Les couleurs qui marquent les temps de l'année liturgique chrétienne sont très significatives sur le plan symbolique, si l'on envisage leurs homologues au sein de l'Oeuvre d'Hermès.
Le blanc, se rapporte aux mystères joyeux et glorieux, aux fêtes du Christ et de la très Sainte Vierge, mais également par extension à celle des Saints. Le rouge, vient en rappel du sang versé par les martyres, que l'on utilise aussi pour l'exaltation de la Sainte Croix, ainsi que pour la Pentecôte. le vert, suit l'Epiphanie et la Pentecôte, alors que le violet marque le temps de l'Avent, du Carême et des jours de Vigile . Le noir, couleur caractéristique des ténèbres et de la mort, fait son apparition le Vendredi Saint, bien qu'il soit également employé durant les messes des morts. Quand à l'or, il peut remplacer toutes les couleurs liturgiques, le noir excepté.
C'est ce schéma qui a été repris par les alchimistes chrétiens, pour illustrer les différentes phases de l'élaboration de la pierre philosophale, souligné par les travaux d'Eugène Canselier dans "L'œuvre alchimique de la Sainte Messe".
Le rôle des ornements du prêtre, dans leurs rapports avec la symbolisme des couleurs, apparaît dès lors évident pour les tenants de l'alchimie chrétienne : de même que la voie humide offre dans les ballons en verre de l'alchimiste le spectacle des métamorphoses du composé et de ses visions colorées, ce sont ces ornements qui, tout au long de l'année liturgique, permettent aux fidèles d'accéder à cette même réalité symbolique.
L'alchimiste voit quant à lui dans ces couleurs la preuve extérieure des progrès faits par la matière soumise aux manipulations du Grand Oeuvre. Il semblerait que ce soit Bernard Le Trévisan qui ait introduit au 15ième siècle dans son Livre de la Philosophie naturelle des métaux la notion de "couleur de la pierre" : noire, blanche et rouge. La plupart des auteurs reprendront après lui cette classification de base, alors que d'autres l'enrichiront jusqu'à lui faire épouser le symbolisme des sept planètes, comme nous l'avons sur le Naos.
La Nativité demeure pour le chrétien l'un des grands mystères de l'Histoire Sainte. Selon la symbolique alchimique, la naissance du Petit Roi , devrait être précédée par la liturgie mariale, qui recèle tout particulièrement les mystères de l'élaboration du "Mercure des philosophes ".
Une des saisissantes évocations du livre d'Isaïe fut considérée par les alchimistes comme un arcane fondamental du Grand Oeuvre, auquel se rattachent la naissance surnaturelle du Christ et l'élaboration de la pierre philosophale.
Pour les alchimistes cette naissance est celle du petit poisson, de l'homunculus, c'est-à-dire plus exactement du tout petit individu minéral et philosophique, qui sera le germe de l'œuf fécondé.
Les alchimistes espèrent en découvrir le mécanisme secret dans les métamorphoses des minéraux soumis à de mystérieuses manipulations. L'âme du monde, vaste réservoir d'idées où les philosophes hermétiques pensent qu'il n'est nullement interdit de puiser.

────

(EXERCICE ÉCRIT): Pouvez-vous reprendre le texte sur les couleurs liturgiques et l'alchimie chrétienne à la suite de son dernier paragraphe ?

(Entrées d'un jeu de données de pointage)

────

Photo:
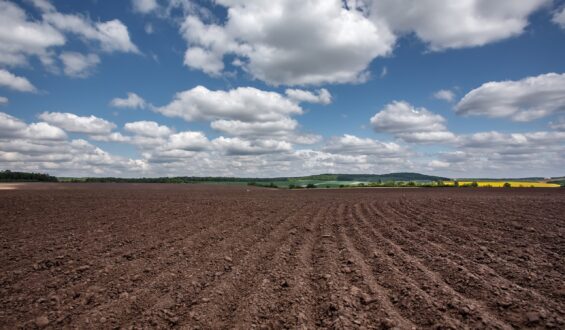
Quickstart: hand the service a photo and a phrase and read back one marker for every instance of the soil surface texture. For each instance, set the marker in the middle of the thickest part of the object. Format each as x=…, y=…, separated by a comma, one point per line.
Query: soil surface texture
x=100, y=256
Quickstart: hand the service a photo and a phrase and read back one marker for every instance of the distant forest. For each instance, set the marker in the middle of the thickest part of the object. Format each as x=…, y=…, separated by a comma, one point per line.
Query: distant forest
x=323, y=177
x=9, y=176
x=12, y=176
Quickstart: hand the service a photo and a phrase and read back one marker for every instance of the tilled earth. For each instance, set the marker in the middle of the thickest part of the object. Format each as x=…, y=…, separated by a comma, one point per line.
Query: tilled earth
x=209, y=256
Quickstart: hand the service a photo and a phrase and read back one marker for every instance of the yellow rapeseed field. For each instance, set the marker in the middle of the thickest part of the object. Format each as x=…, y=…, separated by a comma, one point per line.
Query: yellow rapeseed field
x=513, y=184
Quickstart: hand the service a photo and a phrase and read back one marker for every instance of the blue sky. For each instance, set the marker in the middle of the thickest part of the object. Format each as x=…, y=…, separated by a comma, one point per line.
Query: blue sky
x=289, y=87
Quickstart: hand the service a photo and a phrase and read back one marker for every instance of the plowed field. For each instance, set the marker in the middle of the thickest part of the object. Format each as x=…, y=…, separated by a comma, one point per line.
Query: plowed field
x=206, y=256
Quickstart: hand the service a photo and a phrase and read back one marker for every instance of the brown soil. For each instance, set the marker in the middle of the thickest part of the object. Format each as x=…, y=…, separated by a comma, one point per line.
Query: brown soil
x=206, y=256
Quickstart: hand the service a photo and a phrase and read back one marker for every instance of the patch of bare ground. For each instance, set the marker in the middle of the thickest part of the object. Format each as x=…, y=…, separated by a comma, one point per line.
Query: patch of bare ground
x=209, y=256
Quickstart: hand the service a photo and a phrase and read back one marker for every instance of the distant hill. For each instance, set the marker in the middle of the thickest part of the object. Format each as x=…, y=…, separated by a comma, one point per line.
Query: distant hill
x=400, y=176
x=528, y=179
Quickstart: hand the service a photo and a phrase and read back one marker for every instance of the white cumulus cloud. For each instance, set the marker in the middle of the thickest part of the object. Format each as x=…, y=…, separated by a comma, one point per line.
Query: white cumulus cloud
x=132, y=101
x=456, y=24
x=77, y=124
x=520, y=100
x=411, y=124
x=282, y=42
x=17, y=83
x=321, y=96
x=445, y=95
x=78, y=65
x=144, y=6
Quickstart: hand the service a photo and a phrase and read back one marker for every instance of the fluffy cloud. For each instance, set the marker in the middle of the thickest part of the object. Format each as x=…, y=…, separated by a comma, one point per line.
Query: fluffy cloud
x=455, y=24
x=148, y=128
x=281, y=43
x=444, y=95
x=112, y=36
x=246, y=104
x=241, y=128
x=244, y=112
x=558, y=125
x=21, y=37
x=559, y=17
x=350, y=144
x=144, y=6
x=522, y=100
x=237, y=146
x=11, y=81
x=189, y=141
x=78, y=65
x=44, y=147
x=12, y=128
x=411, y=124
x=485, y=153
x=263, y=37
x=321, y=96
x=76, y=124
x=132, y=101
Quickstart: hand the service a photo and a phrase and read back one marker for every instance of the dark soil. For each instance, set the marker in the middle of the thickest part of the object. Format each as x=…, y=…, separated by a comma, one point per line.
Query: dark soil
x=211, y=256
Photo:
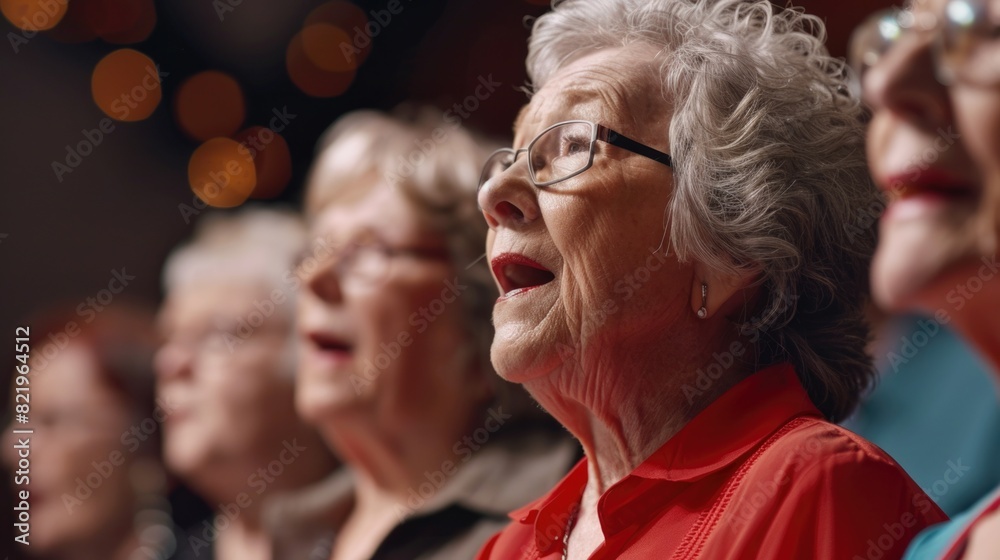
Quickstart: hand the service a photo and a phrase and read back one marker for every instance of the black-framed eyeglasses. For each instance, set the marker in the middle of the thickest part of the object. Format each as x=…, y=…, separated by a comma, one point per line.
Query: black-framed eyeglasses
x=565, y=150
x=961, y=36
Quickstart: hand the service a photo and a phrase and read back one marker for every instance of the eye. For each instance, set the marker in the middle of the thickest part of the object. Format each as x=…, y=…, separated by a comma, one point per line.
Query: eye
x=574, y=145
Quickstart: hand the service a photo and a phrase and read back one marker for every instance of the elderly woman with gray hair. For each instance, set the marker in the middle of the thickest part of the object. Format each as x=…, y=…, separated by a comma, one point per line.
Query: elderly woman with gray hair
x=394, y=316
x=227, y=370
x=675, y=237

────

(RÉSULTAT DE L'EXERCICE):
Symboliquement pour l'alchimiste chrétien, le temps de l'Avent qui est celui de la venue, précède dans son microcosme minéral la naissance du baigneur hermétique qui est l'homologue minéral de l'enfant Jésus.
L'alchimiste qui vient d'achever avec bonheur le mariage philosophique de la terre et de l'eau, s'emploie, avec grande industrie, à aider la nature dans la lente procréation de l'embryon sulfureux grâce auquel il espère parvenir à la pierre philosophale.
Le violet, qui résulte du mélange du bleu mercuriel et du rouge sulfureux se rapporte à la violette des Sages au sujet de laquelle Fulcanelli disserta abondamment dans les demeures philosophales.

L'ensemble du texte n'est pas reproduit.